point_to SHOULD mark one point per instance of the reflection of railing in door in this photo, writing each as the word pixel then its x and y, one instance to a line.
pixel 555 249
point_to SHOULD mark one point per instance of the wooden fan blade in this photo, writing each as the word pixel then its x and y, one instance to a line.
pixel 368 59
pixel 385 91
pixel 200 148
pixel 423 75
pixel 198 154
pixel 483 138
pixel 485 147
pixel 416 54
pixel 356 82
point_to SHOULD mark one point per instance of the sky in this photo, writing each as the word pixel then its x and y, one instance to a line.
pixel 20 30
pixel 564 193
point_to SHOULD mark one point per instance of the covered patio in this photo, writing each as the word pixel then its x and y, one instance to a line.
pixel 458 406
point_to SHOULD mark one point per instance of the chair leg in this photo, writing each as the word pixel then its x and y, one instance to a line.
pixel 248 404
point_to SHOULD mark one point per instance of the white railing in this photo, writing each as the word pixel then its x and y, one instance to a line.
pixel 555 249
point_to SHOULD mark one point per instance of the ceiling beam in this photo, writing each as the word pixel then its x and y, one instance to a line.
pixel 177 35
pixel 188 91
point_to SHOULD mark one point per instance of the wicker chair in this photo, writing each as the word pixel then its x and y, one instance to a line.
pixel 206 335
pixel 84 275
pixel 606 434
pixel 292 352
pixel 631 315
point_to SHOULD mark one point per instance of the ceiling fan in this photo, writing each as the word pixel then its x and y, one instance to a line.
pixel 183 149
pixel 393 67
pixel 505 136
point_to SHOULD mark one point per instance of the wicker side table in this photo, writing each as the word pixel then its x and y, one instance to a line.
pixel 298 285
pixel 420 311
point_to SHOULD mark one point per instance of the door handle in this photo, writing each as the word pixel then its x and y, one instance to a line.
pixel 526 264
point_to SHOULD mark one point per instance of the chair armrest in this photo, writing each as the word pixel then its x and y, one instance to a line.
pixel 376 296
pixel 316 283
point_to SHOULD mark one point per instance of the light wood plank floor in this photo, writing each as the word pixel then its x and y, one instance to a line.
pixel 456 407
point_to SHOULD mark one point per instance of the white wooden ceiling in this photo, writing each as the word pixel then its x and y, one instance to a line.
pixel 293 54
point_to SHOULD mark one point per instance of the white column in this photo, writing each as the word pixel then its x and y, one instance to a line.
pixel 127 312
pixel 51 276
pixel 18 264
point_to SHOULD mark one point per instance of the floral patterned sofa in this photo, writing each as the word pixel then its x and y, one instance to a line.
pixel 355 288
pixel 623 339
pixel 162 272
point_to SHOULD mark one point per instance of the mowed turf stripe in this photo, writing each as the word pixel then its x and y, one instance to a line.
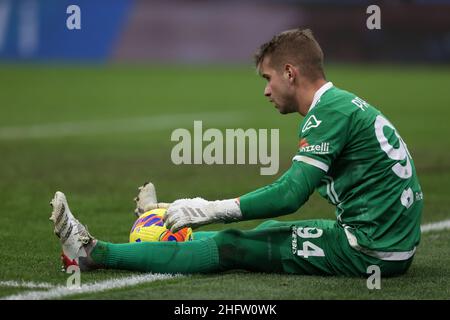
--
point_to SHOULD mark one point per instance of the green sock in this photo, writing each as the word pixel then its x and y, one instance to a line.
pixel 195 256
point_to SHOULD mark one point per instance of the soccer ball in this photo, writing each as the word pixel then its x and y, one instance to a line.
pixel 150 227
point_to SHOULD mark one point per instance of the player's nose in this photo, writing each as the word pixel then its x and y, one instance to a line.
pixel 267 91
...
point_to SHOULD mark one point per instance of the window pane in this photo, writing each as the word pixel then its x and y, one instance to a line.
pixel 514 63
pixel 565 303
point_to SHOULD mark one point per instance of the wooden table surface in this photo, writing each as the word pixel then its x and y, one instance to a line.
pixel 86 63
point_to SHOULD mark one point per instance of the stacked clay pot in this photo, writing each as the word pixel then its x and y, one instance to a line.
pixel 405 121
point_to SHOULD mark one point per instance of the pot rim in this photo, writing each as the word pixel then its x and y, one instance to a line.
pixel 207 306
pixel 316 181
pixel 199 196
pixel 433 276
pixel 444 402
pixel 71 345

• Task objective: Put lines from the entries above into a Markdown table with two columns, Row and Line, numbering each row and skipping blank lines. Begin at the line that has "point_to SHOULD mark one point per instance of the player's" and stop after the line that has "pixel 267 91".

• Full output:
| Row | Line |
|---|---|
| 1 | point_to SHOULD mark one point per instance of the player's nose in this photo, writing each as the word pixel then its x and y, one instance to a line. |
| 2 | pixel 267 91 |